*Extracted entries*
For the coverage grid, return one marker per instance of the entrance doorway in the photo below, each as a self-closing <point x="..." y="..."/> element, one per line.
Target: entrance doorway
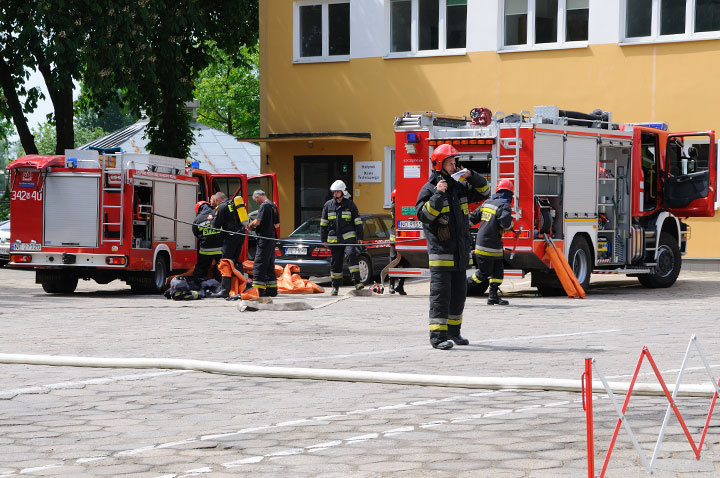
<point x="313" y="177"/>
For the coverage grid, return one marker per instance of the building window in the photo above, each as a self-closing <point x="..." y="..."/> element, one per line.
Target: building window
<point x="667" y="20"/>
<point x="544" y="23"/>
<point x="427" y="26"/>
<point x="322" y="31"/>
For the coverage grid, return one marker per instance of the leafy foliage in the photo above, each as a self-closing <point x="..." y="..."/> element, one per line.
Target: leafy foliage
<point x="228" y="91"/>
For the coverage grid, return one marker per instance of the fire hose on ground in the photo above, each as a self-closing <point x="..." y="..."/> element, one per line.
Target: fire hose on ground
<point x="492" y="383"/>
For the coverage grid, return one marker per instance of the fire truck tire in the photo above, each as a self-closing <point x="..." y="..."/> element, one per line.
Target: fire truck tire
<point x="668" y="264"/>
<point x="65" y="286"/>
<point x="580" y="260"/>
<point x="366" y="272"/>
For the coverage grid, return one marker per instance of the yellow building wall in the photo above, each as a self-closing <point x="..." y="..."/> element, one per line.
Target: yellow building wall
<point x="671" y="82"/>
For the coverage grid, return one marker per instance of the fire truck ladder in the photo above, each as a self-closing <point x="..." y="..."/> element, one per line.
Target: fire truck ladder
<point x="514" y="144"/>
<point x="105" y="208"/>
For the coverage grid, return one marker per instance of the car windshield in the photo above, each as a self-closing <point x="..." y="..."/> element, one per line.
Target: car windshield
<point x="310" y="229"/>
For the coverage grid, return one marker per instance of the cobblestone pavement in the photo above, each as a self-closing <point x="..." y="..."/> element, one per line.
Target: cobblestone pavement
<point x="156" y="423"/>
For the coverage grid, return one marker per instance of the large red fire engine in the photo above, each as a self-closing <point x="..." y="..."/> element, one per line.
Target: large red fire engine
<point x="87" y="215"/>
<point x="609" y="195"/>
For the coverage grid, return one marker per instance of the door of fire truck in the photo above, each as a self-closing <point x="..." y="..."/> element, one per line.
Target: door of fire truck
<point x="689" y="176"/>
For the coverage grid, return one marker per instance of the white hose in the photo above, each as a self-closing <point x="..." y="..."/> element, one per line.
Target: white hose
<point x="495" y="383"/>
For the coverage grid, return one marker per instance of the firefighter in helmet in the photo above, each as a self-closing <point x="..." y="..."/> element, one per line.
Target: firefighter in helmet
<point x="210" y="240"/>
<point x="442" y="206"/>
<point x="396" y="285"/>
<point x="341" y="224"/>
<point x="495" y="218"/>
<point x="231" y="216"/>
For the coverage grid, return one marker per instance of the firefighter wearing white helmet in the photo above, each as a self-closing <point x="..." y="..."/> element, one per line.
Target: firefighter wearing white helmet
<point x="495" y="219"/>
<point x="442" y="206"/>
<point x="340" y="223"/>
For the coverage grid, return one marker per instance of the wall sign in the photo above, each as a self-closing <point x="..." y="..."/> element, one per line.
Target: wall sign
<point x="368" y="172"/>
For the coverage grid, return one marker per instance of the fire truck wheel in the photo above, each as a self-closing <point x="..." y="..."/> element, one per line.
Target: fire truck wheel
<point x="365" y="266"/>
<point x="668" y="264"/>
<point x="580" y="260"/>
<point x="65" y="286"/>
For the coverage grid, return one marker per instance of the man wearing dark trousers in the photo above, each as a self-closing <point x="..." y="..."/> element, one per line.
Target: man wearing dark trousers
<point x="495" y="218"/>
<point x="442" y="206"/>
<point x="265" y="225"/>
<point x="341" y="224"/>
<point x="230" y="216"/>
<point x="210" y="240"/>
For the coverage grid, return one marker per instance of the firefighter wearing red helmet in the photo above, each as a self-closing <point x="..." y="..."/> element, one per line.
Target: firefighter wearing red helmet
<point x="210" y="240"/>
<point x="442" y="206"/>
<point x="495" y="219"/>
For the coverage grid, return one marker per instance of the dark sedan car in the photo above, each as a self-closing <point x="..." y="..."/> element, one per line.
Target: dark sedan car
<point x="314" y="259"/>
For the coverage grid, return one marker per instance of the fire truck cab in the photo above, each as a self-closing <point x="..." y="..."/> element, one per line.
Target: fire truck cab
<point x="111" y="215"/>
<point x="609" y="195"/>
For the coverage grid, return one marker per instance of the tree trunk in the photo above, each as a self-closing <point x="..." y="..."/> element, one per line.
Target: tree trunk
<point x="8" y="86"/>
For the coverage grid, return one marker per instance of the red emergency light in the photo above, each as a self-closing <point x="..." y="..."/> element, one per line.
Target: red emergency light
<point x="20" y="258"/>
<point x="116" y="260"/>
<point x="436" y="142"/>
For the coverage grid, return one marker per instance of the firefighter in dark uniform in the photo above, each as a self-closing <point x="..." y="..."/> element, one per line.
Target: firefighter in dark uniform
<point x="396" y="285"/>
<point x="341" y="224"/>
<point x="265" y="225"/>
<point x="231" y="216"/>
<point x="495" y="218"/>
<point x="210" y="240"/>
<point x="442" y="206"/>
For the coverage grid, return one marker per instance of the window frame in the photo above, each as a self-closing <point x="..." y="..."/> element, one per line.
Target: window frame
<point x="442" y="49"/>
<point x="655" y="24"/>
<point x="531" y="45"/>
<point x="325" y="57"/>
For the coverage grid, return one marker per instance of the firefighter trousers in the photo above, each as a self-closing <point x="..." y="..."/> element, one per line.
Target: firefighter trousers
<point x="264" y="268"/>
<point x="232" y="246"/>
<point x="490" y="269"/>
<point x="348" y="253"/>
<point x="448" y="290"/>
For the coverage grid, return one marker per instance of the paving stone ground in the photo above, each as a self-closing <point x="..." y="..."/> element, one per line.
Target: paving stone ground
<point x="64" y="421"/>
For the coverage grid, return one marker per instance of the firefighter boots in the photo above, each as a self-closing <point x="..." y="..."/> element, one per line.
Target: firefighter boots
<point x="493" y="298"/>
<point x="439" y="340"/>
<point x="454" y="335"/>
<point x="224" y="292"/>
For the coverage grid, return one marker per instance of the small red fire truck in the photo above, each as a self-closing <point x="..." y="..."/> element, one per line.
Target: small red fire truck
<point x="609" y="195"/>
<point x="106" y="216"/>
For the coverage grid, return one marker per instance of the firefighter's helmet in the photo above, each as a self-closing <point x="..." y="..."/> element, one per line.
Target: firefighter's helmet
<point x="198" y="205"/>
<point x="338" y="186"/>
<point x="505" y="184"/>
<point x="441" y="153"/>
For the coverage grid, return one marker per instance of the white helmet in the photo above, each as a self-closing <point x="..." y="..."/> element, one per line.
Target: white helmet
<point x="338" y="186"/>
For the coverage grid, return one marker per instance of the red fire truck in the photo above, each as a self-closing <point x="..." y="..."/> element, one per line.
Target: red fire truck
<point x="609" y="195"/>
<point x="106" y="216"/>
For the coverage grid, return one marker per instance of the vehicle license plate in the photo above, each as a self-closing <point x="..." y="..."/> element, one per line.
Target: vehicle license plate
<point x="25" y="246"/>
<point x="296" y="251"/>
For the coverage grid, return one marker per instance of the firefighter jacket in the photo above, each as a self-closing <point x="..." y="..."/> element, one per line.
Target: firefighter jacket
<point x="445" y="219"/>
<point x="210" y="239"/>
<point x="269" y="217"/>
<point x="495" y="219"/>
<point x="231" y="215"/>
<point x="340" y="222"/>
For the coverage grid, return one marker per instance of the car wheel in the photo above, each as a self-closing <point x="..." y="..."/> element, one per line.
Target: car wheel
<point x="366" y="272"/>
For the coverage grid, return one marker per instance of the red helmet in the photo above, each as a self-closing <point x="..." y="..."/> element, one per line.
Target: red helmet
<point x="505" y="184"/>
<point x="198" y="205"/>
<point x="441" y="153"/>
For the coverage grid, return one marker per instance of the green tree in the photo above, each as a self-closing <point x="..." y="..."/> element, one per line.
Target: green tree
<point x="157" y="54"/>
<point x="228" y="91"/>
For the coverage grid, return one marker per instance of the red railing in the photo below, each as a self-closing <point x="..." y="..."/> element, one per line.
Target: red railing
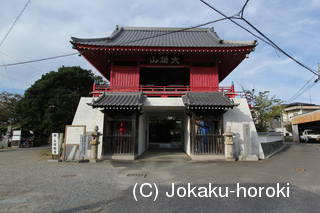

*Exercise prompt*
Pull out each line in the listing above that contains the word "plate", and copy it unchanged.

*Answer to this problem*
For the coverage grid, return one marker per instance of the vehicle license plate in the photo above, each as a self-closing <point x="..." y="..."/> element, one per line.
Target: vehicle license plate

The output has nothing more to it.